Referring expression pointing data
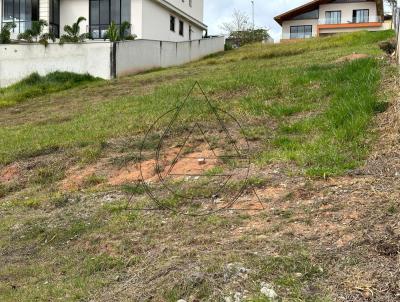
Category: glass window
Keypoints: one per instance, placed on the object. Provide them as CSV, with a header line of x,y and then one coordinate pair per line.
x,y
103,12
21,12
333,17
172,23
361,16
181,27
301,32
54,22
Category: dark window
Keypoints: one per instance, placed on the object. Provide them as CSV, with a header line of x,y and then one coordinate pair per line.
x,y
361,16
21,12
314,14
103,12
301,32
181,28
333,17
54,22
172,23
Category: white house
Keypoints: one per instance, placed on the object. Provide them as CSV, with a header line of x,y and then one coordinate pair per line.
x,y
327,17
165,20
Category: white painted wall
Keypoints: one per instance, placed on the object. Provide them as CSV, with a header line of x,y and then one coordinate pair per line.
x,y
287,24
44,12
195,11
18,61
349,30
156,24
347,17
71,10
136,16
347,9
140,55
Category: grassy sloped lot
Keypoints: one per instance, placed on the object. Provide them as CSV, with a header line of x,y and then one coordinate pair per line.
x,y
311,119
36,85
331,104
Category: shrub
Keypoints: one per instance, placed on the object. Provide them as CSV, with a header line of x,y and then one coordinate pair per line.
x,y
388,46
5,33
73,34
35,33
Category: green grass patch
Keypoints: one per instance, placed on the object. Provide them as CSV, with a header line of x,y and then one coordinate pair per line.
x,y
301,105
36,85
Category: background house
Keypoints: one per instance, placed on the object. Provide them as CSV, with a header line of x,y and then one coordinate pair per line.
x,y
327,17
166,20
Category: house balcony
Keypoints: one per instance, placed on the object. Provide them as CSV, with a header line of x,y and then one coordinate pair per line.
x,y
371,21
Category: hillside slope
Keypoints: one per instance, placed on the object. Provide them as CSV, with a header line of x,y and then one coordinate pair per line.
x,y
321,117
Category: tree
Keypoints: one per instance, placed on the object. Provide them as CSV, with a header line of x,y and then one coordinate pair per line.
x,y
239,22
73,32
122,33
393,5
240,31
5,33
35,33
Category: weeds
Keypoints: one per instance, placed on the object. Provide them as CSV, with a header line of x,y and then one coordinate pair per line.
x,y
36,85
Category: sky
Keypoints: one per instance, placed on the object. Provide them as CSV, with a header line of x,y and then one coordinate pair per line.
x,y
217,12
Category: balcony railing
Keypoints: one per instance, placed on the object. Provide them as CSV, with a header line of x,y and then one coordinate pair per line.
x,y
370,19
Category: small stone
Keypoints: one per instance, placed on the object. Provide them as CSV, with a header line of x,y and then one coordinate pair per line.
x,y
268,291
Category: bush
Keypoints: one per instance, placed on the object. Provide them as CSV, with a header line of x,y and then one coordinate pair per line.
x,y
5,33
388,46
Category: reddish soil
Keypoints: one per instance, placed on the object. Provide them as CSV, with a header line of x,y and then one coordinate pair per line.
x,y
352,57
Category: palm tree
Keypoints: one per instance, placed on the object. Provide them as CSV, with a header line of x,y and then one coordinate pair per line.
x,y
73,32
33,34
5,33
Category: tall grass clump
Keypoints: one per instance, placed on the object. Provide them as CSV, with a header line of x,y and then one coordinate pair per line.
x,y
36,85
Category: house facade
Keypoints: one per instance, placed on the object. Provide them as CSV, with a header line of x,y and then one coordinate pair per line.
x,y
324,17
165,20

==

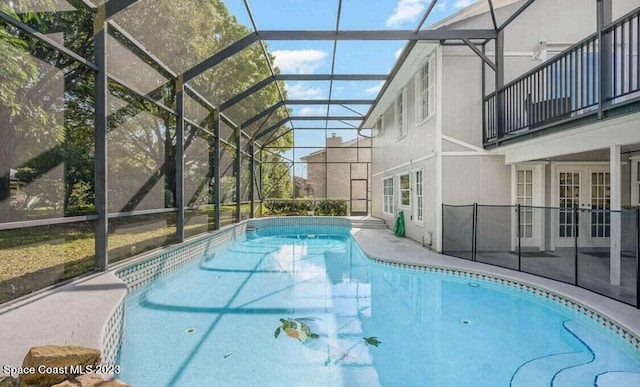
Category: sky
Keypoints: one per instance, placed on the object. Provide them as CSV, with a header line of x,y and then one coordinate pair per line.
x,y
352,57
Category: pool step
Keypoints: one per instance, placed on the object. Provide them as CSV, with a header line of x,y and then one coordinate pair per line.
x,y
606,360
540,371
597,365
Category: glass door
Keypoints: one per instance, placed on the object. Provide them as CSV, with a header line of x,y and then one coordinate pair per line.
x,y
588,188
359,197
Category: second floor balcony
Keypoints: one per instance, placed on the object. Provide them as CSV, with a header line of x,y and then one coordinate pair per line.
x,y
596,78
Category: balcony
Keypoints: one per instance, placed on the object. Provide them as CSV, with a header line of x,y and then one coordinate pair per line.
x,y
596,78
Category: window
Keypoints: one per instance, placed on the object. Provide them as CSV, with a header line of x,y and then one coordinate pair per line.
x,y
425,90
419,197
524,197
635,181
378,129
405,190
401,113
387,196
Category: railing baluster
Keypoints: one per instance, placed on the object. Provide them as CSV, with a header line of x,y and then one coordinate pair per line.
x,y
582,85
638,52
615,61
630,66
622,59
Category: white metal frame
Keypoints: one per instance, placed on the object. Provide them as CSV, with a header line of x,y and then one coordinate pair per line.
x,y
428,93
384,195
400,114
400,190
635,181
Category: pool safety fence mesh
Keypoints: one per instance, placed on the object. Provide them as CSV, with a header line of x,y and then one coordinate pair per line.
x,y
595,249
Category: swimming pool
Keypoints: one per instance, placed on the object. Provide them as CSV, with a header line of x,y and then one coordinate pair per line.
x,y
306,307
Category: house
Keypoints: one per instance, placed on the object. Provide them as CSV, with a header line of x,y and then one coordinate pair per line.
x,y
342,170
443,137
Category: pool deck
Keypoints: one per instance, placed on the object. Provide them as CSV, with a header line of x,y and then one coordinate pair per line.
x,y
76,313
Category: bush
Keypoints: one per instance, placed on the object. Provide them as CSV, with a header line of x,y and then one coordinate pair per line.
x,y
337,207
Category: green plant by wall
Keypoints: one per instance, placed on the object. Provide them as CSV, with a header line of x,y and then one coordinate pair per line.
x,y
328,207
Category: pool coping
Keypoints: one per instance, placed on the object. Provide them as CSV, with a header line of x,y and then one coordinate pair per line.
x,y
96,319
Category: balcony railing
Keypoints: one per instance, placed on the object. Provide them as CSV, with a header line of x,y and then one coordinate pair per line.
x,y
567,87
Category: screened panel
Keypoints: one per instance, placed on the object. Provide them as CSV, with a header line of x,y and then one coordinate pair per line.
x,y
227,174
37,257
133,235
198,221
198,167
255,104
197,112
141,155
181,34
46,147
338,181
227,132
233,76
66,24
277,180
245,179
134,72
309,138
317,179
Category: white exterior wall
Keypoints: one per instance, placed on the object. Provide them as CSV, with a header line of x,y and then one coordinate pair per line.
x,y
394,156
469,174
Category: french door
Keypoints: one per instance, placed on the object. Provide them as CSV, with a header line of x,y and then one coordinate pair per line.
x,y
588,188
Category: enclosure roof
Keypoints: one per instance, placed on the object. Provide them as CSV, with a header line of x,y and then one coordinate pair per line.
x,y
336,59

* _Exercise objective_
Gather up every line in the data above that contains the word "pool", copying each one.

* _Task solution_
Category: pool step
Category: pool safety fence mesh
Category: swimming pool
Category: pool deck
Category: pool coping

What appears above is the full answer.